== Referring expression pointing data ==
--- START ---
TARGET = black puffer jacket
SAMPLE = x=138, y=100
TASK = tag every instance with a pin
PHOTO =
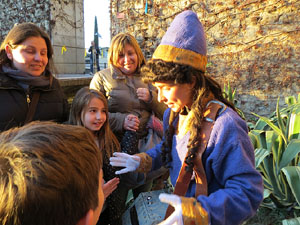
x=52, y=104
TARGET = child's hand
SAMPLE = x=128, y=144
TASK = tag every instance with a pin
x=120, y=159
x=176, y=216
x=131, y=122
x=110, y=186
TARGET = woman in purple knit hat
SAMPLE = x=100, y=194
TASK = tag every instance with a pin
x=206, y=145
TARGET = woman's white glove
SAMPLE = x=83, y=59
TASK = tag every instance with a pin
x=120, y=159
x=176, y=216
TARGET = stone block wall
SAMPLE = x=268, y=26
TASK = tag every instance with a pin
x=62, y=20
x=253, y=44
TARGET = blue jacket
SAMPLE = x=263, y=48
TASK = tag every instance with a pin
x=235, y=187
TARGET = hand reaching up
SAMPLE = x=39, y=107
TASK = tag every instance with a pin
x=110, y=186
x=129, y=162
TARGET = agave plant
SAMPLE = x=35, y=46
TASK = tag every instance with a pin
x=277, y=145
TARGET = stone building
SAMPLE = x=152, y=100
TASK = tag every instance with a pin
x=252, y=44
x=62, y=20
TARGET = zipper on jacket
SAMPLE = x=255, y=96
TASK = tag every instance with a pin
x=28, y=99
--- END ---
--- START ---
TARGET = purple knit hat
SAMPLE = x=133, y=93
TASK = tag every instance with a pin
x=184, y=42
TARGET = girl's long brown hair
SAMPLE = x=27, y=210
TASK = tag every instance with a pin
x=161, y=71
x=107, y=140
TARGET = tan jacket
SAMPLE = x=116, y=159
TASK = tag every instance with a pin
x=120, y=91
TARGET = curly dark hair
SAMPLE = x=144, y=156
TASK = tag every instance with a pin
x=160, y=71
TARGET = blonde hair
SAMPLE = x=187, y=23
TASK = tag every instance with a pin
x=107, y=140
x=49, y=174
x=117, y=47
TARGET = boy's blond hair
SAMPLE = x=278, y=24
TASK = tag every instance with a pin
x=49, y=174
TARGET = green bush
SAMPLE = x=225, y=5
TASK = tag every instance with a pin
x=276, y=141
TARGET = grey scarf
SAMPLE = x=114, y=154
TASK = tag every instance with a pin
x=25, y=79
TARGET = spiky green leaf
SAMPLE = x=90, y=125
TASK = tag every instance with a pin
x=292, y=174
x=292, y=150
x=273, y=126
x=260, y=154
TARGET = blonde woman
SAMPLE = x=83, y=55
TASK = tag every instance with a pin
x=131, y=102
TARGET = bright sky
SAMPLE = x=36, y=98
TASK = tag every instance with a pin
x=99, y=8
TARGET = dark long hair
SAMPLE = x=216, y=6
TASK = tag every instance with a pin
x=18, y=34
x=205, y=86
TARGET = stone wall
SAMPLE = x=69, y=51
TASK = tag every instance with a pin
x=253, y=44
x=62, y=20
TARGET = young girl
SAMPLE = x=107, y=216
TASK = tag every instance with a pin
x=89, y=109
--- END ---
Only the lines above from the one with "TARGET = bright sky" through the one with "SAMPLE = x=69, y=51" should be duplicated, character for character.

== OUTPUT OF THE TASK ==
TARGET = bright sky
SAMPLE = x=36, y=98
TASK = tag every instance with a pin
x=99, y=8
TARGET = dark long hair
SAMPLE = x=216, y=6
TASK = tag every instance with a pin
x=18, y=34
x=205, y=86
TARGET = stone wall
SAMPLE = x=69, y=51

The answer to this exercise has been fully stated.